» Text extract:
------------------------------------------------------------------------
But I'm not wholly apologetic about inviting you to engage with the poetry of Herbert afresh...As I said, spending time with him was an important stage in my own faith journey – Though we might tend to think that he was such a sunny soul that his writings have little to say to us in a world where ministry has changed almost beyond recognition and the life of faith is rarely sweet and easy, he might just surprise you. Even those hymns which we sing most regularly include traces of a darker reality – mess and mystery, God's absence causing disorder and jarring dis-ease in place of harmony and grace. The fact that we encounter him most often when we sing his words as hymns means that the tune can subvert the meaning of the poem...So, in
King of Glory, King of peace” (Praise 1) we pass smoothly over his painful consciousness of guilt. We chorus obediently
Though my sins against me cried” but never stop to consider that feeling of contending with an army of rioting inner voices that threaten to drown out the the faltering voice of the person we aspire to be...Herbert's sins are witnesses for the prosecution as he finds himself on trial – and though we move swiftly on to celebrate the mercy God shows as judge “Thou didst clear me” this doesn't completely resolve the preceding tumult. We are carried on the gentle tune past the frantic desperation of a writer wracked with sobs as we sing cheerfull “thou didst note my working breast” - and barely pause for breath ourselves at all! The tranquil cadences of tune and rhyme working together seem to guarantee that peace is a foregone conclusion – but the lived experience is nothing like as tidy or harmonious. Perhaps this is why Herbert writes poetry, rather than simply journalling his inner struggles...No stranger to the dark night of the soul, to God as the great Absentee
(“Thy absence doth excell all distance known” he wrote in The Search) his constant quest is to arrange the chaotic jangling human experience so that he has some sense of control and order, creating harmony in metre and rhyme at least, as a way of holding unruly feelings in check.
That idea of harmony is crucial to Herbert's personal faith...Again and again he uses music as a metaphor for our relationship with the Creator...In our prayer and praise we catch the faintest echo of the everlasting song of heaven – but so very often our lives are out of tune..creating unwelcome discord where there should be peace and concord. This is very real to Herbert, whose sense of his own sin is as keen as his vision of the overarching perfection of God in creation....
------------------------------------------------------------------------
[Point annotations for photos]
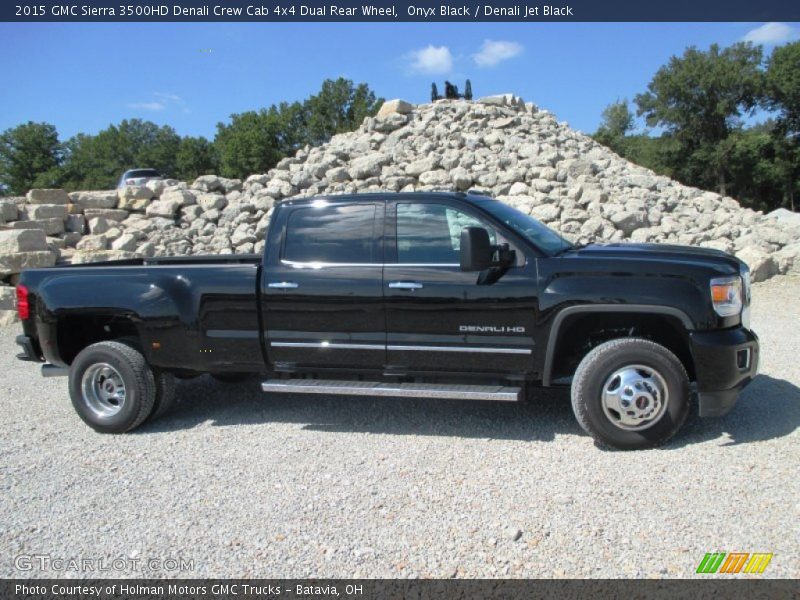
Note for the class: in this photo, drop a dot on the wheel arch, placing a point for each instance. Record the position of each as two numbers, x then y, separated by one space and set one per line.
666 325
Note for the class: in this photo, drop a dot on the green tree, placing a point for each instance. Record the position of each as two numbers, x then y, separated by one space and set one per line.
617 122
782 87
29 156
699 99
339 106
96 162
253 142
196 156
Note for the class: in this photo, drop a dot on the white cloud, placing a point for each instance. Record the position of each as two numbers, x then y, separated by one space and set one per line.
170 97
493 52
770 33
432 60
147 105
163 100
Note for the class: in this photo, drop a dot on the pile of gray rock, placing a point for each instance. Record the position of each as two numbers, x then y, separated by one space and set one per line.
500 145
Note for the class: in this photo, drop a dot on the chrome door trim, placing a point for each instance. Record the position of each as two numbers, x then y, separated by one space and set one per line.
460 349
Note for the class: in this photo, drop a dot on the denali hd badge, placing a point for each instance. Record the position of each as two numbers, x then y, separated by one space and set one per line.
491 329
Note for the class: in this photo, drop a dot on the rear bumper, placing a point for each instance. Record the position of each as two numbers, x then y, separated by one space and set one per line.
725 362
28 349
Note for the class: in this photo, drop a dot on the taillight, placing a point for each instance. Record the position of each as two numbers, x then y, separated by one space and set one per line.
23 307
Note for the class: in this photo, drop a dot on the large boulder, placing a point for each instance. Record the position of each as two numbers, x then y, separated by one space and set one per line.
11 264
368 166
134 197
761 264
22 240
163 208
95 199
8 305
45 211
110 214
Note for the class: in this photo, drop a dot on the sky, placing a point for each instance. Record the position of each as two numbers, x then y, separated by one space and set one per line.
83 77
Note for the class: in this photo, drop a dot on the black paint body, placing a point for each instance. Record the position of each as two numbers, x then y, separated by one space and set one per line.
214 314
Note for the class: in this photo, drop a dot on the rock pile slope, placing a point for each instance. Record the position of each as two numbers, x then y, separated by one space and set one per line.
511 150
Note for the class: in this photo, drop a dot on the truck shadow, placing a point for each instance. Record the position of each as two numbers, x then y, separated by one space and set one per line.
769 408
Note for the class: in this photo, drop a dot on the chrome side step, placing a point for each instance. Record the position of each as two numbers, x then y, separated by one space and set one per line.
407 390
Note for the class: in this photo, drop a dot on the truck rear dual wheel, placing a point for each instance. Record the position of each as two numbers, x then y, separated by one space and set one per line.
630 394
114 390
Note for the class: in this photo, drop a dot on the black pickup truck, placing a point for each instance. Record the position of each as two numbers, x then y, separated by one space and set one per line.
447 295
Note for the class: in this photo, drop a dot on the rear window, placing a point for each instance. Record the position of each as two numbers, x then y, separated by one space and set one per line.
332 234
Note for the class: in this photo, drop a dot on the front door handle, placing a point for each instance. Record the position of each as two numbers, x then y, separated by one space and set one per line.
405 285
283 285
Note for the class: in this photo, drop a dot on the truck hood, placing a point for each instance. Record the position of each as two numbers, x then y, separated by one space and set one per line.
660 253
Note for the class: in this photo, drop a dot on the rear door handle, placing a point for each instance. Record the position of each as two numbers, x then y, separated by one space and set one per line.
283 285
405 285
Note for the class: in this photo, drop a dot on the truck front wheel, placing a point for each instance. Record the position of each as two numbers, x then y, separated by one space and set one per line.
630 393
112 387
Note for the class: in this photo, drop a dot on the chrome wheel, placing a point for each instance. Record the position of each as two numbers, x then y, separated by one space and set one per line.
634 397
103 389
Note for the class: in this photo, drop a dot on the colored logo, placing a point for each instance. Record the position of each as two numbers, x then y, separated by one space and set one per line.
734 562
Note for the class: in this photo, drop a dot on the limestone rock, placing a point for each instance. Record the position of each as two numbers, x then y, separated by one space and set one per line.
96 199
394 107
47 196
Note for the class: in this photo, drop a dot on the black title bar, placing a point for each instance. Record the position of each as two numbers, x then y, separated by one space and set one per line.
278 11
374 589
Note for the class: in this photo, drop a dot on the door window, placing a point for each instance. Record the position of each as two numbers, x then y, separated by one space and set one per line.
431 233
331 234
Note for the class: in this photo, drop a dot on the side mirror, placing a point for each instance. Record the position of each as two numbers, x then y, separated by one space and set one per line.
476 249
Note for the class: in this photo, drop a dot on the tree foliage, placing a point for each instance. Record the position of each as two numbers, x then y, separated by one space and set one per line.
29 155
339 106
617 122
700 102
699 99
250 142
97 161
782 87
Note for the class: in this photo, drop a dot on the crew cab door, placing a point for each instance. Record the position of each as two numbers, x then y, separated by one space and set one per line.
440 318
321 286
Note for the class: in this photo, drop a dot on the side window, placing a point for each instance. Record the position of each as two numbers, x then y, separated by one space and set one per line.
334 234
431 233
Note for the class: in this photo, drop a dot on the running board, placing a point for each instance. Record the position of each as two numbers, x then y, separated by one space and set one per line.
406 390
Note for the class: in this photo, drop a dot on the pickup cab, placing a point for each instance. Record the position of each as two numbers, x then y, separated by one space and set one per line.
448 295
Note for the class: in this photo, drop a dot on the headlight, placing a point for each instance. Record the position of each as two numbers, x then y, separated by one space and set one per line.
726 295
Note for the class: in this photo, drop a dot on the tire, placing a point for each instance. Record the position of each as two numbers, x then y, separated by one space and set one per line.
631 394
231 377
165 395
112 387
165 383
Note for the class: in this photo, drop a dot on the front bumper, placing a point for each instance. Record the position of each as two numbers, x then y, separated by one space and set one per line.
28 349
725 362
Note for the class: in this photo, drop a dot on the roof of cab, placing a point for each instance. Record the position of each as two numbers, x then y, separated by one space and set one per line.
373 196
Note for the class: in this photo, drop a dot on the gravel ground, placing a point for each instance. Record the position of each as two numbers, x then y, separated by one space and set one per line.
244 484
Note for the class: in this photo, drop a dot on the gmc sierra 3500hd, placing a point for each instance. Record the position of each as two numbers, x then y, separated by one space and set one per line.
435 295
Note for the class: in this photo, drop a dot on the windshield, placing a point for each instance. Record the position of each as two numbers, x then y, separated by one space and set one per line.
541 236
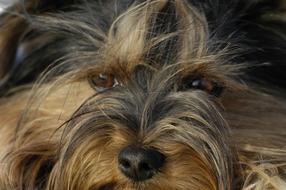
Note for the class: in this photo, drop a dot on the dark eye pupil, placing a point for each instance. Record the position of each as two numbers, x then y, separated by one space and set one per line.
197 84
203 84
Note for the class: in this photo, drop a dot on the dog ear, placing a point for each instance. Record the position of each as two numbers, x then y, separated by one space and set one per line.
19 40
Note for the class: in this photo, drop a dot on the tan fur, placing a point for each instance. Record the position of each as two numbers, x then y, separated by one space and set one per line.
245 128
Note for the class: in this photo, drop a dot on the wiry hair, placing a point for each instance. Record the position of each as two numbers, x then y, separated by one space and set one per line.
66 134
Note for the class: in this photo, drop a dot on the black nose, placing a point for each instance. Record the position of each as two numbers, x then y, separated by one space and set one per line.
140 164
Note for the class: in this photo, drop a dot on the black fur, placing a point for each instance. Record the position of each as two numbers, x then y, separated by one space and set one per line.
246 24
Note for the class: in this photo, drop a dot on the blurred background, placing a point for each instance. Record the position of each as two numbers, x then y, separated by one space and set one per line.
5 3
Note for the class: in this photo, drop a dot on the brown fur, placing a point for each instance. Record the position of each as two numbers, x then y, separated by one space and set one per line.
236 141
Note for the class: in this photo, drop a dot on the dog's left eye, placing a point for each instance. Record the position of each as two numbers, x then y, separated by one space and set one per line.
209 86
102 82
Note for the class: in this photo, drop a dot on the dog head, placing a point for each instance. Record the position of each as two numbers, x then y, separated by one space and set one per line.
140 96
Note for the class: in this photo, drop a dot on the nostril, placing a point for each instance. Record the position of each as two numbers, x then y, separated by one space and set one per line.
145 167
125 164
140 164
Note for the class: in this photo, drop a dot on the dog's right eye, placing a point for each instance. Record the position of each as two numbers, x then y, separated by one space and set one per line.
102 82
209 86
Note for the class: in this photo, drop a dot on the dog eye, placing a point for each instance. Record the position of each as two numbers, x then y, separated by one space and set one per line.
204 84
103 82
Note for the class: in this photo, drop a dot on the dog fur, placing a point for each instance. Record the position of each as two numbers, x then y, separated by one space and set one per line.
62 130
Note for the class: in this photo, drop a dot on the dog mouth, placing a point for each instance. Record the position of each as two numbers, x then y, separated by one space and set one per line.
108 186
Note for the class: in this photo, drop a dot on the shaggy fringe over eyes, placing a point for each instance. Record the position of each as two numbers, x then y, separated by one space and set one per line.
69 136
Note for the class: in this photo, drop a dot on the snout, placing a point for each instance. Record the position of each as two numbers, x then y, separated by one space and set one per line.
139 164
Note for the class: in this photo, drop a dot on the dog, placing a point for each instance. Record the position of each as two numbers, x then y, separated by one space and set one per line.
143 94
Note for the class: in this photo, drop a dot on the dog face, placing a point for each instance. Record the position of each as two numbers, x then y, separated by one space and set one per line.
143 95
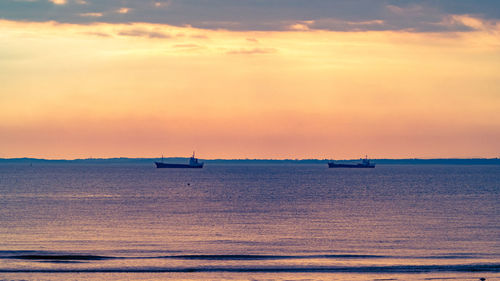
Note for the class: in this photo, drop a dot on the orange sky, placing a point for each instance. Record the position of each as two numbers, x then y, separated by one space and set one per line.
143 90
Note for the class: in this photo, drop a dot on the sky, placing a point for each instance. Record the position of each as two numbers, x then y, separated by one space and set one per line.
280 79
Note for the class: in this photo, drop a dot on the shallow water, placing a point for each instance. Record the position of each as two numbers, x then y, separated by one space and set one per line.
68 221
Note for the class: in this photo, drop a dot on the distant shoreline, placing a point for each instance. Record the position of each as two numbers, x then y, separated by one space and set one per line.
125 160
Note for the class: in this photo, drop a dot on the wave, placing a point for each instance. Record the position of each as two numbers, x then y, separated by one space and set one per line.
492 268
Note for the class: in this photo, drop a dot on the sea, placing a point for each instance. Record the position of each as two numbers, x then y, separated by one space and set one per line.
131 221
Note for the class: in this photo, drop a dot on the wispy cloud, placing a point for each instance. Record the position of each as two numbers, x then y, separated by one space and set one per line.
144 33
252 51
269 15
123 10
91 15
58 2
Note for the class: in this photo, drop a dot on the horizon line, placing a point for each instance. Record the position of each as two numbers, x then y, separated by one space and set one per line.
244 159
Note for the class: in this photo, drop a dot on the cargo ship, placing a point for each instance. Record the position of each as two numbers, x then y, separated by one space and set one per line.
365 163
193 163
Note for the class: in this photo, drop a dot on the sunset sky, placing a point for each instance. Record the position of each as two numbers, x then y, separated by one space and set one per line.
249 79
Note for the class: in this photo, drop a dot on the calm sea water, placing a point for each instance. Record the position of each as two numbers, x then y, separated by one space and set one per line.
248 222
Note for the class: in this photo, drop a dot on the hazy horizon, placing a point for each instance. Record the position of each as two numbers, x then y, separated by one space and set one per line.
258 79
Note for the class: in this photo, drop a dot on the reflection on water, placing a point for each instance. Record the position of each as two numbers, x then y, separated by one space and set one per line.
244 222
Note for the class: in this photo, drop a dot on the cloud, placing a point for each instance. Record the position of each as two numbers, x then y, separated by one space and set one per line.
269 15
58 2
91 15
253 51
123 10
144 33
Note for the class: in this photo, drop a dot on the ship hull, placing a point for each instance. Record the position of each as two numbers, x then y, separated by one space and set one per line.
335 165
167 165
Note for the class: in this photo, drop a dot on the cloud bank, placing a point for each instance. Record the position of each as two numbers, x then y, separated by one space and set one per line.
266 15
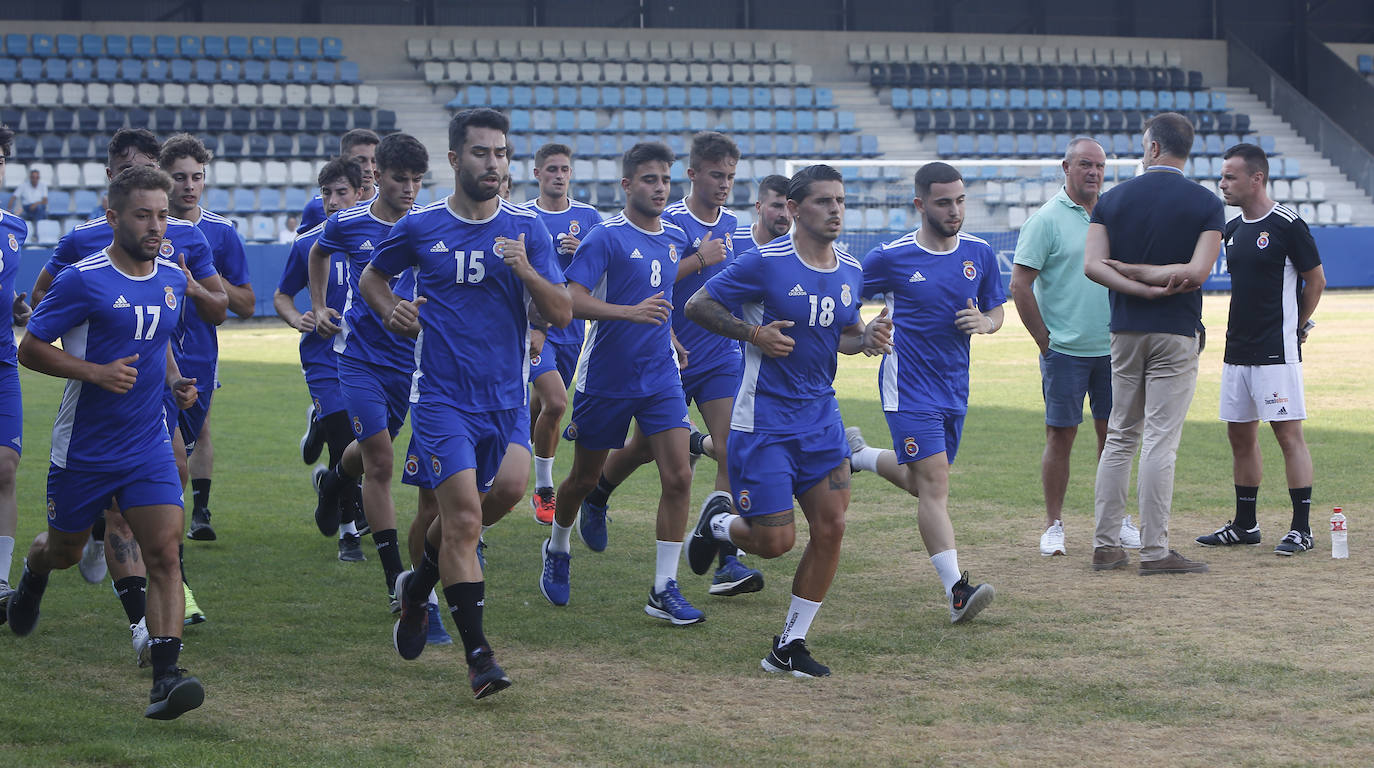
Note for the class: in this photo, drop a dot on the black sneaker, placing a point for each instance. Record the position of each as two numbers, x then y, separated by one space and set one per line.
796 658
966 601
484 675
22 609
173 695
702 547
349 548
1230 536
327 507
201 529
1293 543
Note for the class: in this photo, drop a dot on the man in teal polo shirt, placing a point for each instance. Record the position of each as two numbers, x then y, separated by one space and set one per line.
1068 316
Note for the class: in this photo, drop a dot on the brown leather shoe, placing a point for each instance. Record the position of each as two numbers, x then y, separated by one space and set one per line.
1109 558
1172 562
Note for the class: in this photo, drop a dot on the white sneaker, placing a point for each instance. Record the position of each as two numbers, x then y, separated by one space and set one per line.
92 561
142 646
1130 535
1051 541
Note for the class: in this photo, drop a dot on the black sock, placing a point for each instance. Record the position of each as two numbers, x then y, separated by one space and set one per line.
201 493
601 495
465 602
1301 507
164 651
425 577
390 555
1245 500
133 595
337 434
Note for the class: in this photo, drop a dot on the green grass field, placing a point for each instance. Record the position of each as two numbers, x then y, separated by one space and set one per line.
1266 661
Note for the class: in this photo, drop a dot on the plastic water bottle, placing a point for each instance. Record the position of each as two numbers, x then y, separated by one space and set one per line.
1340 547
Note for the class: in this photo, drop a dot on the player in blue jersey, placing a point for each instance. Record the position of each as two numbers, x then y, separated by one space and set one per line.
341 183
184 245
477 261
13 234
568 221
713 362
359 147
186 158
798 298
375 362
116 313
621 278
941 287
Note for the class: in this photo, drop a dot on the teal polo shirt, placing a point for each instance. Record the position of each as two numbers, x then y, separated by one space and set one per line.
1075 308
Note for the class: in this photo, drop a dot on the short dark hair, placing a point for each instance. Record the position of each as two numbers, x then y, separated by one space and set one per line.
935 173
183 146
800 186
1172 132
138 139
357 136
401 151
1255 158
642 153
774 183
340 168
480 117
711 146
550 150
136 179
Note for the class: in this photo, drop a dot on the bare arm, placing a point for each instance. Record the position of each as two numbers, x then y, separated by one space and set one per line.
1022 293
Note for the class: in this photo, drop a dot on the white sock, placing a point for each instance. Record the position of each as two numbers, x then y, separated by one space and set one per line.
6 557
798 620
665 565
720 526
543 471
561 540
947 566
866 459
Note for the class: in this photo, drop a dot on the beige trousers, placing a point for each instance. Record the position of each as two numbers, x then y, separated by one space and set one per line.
1153 377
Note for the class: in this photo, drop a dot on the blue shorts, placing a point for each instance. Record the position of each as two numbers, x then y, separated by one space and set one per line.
377 397
449 440
767 470
322 379
601 423
76 498
711 383
1065 379
917 434
11 408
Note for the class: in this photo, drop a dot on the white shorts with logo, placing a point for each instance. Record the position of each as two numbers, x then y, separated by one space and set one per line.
1263 393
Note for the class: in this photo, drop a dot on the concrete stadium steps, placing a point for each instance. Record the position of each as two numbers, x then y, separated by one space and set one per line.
1315 168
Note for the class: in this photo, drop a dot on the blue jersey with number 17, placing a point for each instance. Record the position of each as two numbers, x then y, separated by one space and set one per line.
623 264
476 329
787 394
------------------------------------------------------------------------
» Challenge A:
From the passage on Herbert's poetry, list every line or phrase of Herbert's verse that it quotes.
» Challenge B:
Please render this sentence from the passage on Herbert's poetry in French: "That idea of harmony is crucial to Herbert's personal faith."
» Challenge C:
Carry the passage on Herbert's poetry forward from its final sentence.
The rows are separate material and are unrelated to the passage on Herbert's poetry.

» Exercise output A:
- King of Glory, King of peace
- Though my sins against me cried
- Thou didst clear me
- thou didst note my working breast
- Thy absence doth excell all distance known

» Exercise output B:
Cette idée d'harmonie est essentielle à la foi personnelle de Herbert.

» Exercise output C:
I think that sometimes the perfection of his verse makes us miss the sense of painful aspiration. He so wanted to live a holy life – and was so consistently appalled by his continuing sinfulness: ‘I could not use a friend as I use thee’; - he says to God...
Like St Paul he is challenged by his own confusion and inconsistency, as he repeatedly does not do the good that he longs to...
I will complain, yet praise;/
I will bewail, approve:/
And all my sour-sweet days/
I will lament, and love.’;

Sometimes, it seems that God is absent, forsaking Herbert as surely as he forsook the psalmist. So in Denial, we encounter the poet is knocking urgently on heaven's gate – but seeming to find nobody at home, and here even the semblance of an ordered world is lost. Instead we share a sustained experience of doubt and abandonment that is frightening in its intensity

When my devotions could not pierce
Thy silent ears,
Then was my heart broken, as was my verse;
My breast was full of fears
And disorder.

My bent thoughts, like a brittle bow,
Did fly asunder:
Each took his way; some would to pleasures go,
Some to the wars and thunder
Of alarms.

As good go anywhere,” they say,
As to benumb
Both knees and heart, in crying night and day,
Come, come, my God, O come!
But no hearing.”
O that thou shouldst give dust a tongue
To cry to thee,
And then not hear it crying! All day long
My heart was in my knee,
But no hearing.

Therefore my soul lay out of sight,
Untuned, unstrung:
My feeble spirit, unable to look right,
Like a nipped blossom, hung
Discontented.

O cheer and tune my heartless breast,
Defer no time;
That so thy favors granting my request,
They and my mind may chime,
And mend my rhyme.

This is no mere intellectual struggle but an agonised lament, in which his whole being is caught up in chaotic earthquake of emotion...So, the structure of the poem breaks down too...Try and work out the rhythm of the piece and you'll see what I mean...His heart is broken, his breast full of fears. Here, knees and heart are numb with crying out day and night to God -"My heart was in my knee" -but still God is silent and unresponsive. The final line of verse 3 "But no hearing"is repeated in verse 4. Nothing the poet can say or do seems to pierce God’s "silent ears" – silent because they are stopped to the pleas of distraught humanity – but also embodying the divine silence the poet experiences. Further, it is God who has given mortal man (verse 4) the capacity to cry to God, and then not to hear…Is God wantonly cruel? Where is he? What, oh WHAT, is going on? God invites us to share our deepest pain with him, and then seems impervious to our struggles – busy with something more interesting, like the infinitely various designs of a snowflake perhaps. It seems monstrously unfair that in the penultimate verse the soul is seen to be laid aside, a broken viol abandoned in a corner "Untuned, unstrung"....
Does God have no use for it, for us, after all?
In her commentary on this poem, Helen Wilcox sees the coming together of the musical metaphor and the metaphor of war of verse 2: an unstrung bow cannot even send arrow prayers.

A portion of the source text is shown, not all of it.